— Start EXTRACT PROVIDED —

# Setting Wireless keyboard to wake computer?



## rasmasyean (Jul 8, 2008)

On my Vista computer, my wireless keyboard/mouse wakes the computer.

But on my Windows 7 computer, it doesn't.

Is there some setting somewhere?


----------



## Mark1956 (May 7, 2011)

Go into Device Manager and click on the > next to Keyboards. Right click on your keyboard and select Properties. Under the Power Management tab tick the box to "Allow this device to wake the computer". Repeat this for the mouse.


----------



## rasmasyean (Jul 8, 2008)

Funny, it's already enabled. Is there some other setting? Like USB requiring power to operate the antenna when the computer is off??


----------



## DoubleHelix (Dec 10, 2004)

Go into Device Manager, and look for a section called Human Interface Devices. Look for an entry there with a Power Management tab, and enable that same setting.

I went in a long time ago and turned all of that off. Unless you put your computer into stand by and *immediately* walk away and never go near the computer you won't have a problem. But if you so much as bump the desk or table it's on, and the mouse moves the _slightest_, it'll wake right up. Pushing the power button works much better for me.


----------



## rasmasyean (Jul 8, 2008)

Nope. That didn't work either.

I also set the "Generic USB Hub" and "USB Root Hub" to not "Allow the computer to turn off device to save power".

I tested all the USB ports and they all give power when the computer is in SLEEP.

The interesting thing is that these USB "Power Management" tabs have the "Allow this device to wake the computer" options ghosted. Is that indicative of the problem?


----------



## rasmasyean (Jul 8, 2008)

OK I cross-checked with the Vista computer and the "USB Root Hub" has that "wake" option ghosted as well. But there's no "Power Management" tab on the "Generic USB Hub" or any other USB devices. I know these devices weren't mentioned in the suggestions, but I just thought I'd throw this in just in case.

But the "Human Interface Devices" don't have any check marks on the "Allow this device to wake the computer". But both the keyboard and the mouse wake the computer.


----------



## Elvandil (Aug 1, 2003)

You're right that the receiver needs power or you can't use a wireless kb to wake the machine. Some boards still provide USB power in sleep mode, or one of its supported type of sleep mode, and others do not.

Check the advanced settings in your Power Options, too, just to see if anything relevant is there. You may find other settings there that you want to change, anyway.


----------



## rasmasyean (Jul 8, 2008)

I didn't fing anything relevant there.

I swapped out the Vista keyboard/mouse for this one and this one works on the Vista computer so I guess the keyboard/mouse is working properly too.


----------



## rasmasyean (Jul 8, 2008)

OK, it looks like I got it to work. There was a BIOS setting called:

Wake Up Event Setup -> Resume from S3 by USB Device

It was default to [Disabled].

Thanks for all the help.


----------



## rasmasyean (Jul 8, 2008)

Oh also,

One thing about the mouse wakeup, is that it doesn't wake the computer when you move it a little as you said. You seem to have to change directions in order for the computer to wake. So either the new motherboard requires the "shake wake" or there could be some other setting to adjust the sensitivity of the wake. Any ideas?


----------

— End EXTRACT PROVIDED —
— Start ENTRIES PROVIDED —

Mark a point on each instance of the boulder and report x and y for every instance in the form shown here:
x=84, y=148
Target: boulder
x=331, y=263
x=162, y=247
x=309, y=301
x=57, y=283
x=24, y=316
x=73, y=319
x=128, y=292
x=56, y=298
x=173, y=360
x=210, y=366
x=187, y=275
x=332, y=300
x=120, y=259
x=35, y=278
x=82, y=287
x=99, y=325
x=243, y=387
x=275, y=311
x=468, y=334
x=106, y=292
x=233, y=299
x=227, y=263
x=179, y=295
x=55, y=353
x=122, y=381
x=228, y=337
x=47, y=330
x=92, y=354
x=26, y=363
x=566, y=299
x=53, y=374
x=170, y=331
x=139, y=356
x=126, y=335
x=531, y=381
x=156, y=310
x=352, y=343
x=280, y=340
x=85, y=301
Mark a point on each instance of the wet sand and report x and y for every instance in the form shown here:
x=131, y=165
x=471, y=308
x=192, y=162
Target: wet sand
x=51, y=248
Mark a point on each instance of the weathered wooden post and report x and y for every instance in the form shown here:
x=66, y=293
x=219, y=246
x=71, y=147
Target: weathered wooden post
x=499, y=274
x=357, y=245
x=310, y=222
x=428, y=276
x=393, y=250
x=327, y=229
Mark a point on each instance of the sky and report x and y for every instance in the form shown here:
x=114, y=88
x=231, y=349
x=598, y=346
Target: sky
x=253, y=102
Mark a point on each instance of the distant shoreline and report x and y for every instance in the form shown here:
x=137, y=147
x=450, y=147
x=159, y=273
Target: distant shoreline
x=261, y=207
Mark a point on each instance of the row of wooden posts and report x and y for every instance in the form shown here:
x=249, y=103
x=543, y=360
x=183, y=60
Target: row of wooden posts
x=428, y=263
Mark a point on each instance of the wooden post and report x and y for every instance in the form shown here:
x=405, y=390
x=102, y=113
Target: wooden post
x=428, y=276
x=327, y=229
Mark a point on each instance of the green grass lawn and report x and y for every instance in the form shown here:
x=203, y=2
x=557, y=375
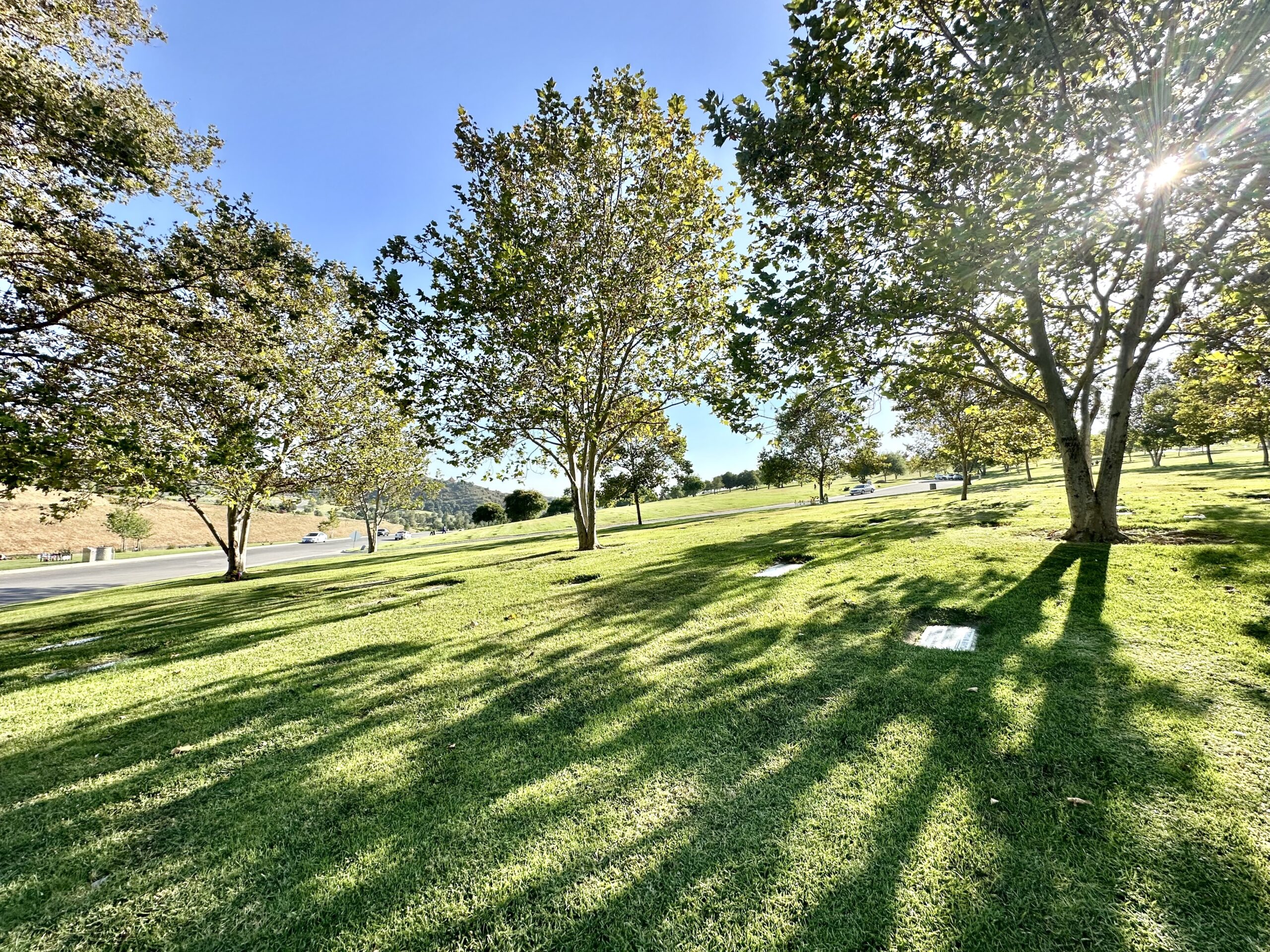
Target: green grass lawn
x=513, y=746
x=121, y=554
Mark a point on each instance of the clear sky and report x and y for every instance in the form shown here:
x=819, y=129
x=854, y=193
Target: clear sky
x=338, y=115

— End ENTRIES PROVIDED —

WORK INSTRUCTIONS: Summarize the forum thread on waking a computer with a wireless keyboard in two sentences.

SOLUTION BELOW: A user whose wireless keyboard and mouse woke a Vista computer but not a Windows 7 one checked the suggested wake and power settings in Device Manager and Power Options, but none of them helped. The fix was a BIOS setting, "Resume from S3 by USB Device," which had defaulted to Disabled, though afterward the mouse woke the computer only when moved in changing directions rather than nudged slightly.